[REQUEST] Decide whether each statement agrees with the forum post on teaching a puppy to heel, shown below. For each, answer yes or no and quote the exact words of the post that settle it. (a) Treats should be given from the left hand. (b) The hand-touch training is easiest with a clicker. (c) Treats should keep coming at a constant rate indefinitely.

[PAGE EXTRACT]
# How to teach the perfect heal



## Ljilly28

I am a fan of "targeting_. You can start by getting a pup to associate touching the palm of your left hand with his nose with getting a treat. This is easiest with a clicker- touch hand, click, treat. Once the puppy understands,you can try it from the side. Lure the puppy to your left side with a treat, and ask for a sit. Then, practice targeting with your left hand. Pretty soon the pup will be able to walk at your side, busy using your left hand as a treat dispenser. Treat bountifully at first, and praise a lot. You can take a few steps, until the puppy can touch your palm in motion. With your hand down at your left side, the pup is automatically in the correct position.After a while, attatch the 'heel" command. It is anti-intuitive, but the treats should come from your right hand so that your left functions cleanly as the target. Just cross your right hand in front of you to treat. After the two of you get good at this, your target hand can gradually come up to the proper position, as the heel command will have meaning. Treating can get occasionally reinforcing instead of constant, then taper off way down the road.

[DATASET CONTENT]
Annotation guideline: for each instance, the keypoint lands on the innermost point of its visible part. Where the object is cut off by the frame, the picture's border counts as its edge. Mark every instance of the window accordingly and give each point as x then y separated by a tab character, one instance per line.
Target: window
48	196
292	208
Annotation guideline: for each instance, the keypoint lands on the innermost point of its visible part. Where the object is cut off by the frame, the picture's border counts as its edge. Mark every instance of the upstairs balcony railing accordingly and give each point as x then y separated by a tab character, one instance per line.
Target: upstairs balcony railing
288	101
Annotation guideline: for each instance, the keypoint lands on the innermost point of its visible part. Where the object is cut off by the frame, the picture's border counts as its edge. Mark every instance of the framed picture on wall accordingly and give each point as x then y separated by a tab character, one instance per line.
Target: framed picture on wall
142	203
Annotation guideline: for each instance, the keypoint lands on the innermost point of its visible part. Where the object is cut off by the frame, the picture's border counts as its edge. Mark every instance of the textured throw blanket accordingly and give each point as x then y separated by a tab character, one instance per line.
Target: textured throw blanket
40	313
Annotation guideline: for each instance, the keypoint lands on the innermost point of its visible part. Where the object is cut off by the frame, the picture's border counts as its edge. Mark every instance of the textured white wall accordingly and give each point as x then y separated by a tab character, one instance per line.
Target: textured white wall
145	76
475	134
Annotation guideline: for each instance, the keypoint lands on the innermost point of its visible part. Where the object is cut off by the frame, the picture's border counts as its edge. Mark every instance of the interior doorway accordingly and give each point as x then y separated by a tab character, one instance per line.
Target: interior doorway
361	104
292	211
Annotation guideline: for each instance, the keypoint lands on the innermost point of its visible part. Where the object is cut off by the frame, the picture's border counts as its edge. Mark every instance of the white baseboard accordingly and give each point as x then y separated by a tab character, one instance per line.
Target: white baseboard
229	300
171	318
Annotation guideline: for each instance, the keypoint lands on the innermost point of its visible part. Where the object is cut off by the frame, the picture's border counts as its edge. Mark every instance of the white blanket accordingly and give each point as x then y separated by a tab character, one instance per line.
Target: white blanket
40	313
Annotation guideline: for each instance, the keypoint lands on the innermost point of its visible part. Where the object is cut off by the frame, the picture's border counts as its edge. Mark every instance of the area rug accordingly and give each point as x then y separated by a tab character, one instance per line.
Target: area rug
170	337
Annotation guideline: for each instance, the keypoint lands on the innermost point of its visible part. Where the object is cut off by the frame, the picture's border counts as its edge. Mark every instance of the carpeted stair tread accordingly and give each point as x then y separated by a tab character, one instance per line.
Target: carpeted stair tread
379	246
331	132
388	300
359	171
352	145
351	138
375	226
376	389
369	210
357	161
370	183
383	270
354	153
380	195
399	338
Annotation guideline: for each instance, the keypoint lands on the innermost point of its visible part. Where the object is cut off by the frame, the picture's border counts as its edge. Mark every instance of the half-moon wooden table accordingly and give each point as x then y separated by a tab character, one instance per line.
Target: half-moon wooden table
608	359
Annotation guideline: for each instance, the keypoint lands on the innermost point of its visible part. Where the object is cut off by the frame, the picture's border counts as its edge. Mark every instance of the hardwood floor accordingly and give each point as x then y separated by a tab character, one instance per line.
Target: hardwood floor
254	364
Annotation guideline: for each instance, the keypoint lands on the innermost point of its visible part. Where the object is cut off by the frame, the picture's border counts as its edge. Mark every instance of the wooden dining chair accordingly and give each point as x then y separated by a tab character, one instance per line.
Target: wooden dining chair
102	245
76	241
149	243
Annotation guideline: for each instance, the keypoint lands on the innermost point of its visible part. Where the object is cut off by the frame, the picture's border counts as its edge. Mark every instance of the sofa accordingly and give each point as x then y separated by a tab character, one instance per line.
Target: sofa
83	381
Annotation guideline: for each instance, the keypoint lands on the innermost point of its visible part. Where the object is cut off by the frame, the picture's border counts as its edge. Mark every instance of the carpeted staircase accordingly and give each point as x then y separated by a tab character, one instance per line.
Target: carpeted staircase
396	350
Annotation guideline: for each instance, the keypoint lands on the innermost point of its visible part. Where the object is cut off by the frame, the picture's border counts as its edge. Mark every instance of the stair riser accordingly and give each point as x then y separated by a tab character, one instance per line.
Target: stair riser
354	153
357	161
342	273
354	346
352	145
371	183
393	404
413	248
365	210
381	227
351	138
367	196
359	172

[FULL RESPONSE]
(a) No: "the treats should come from your right hand so that your left functions cleanly as the target."
(b) Yes: "This is easiest with a clicker- touch hand, click, treat."
(c) No: "Treating can get occasionally reinforcing instead of constant, then taper off way down the road."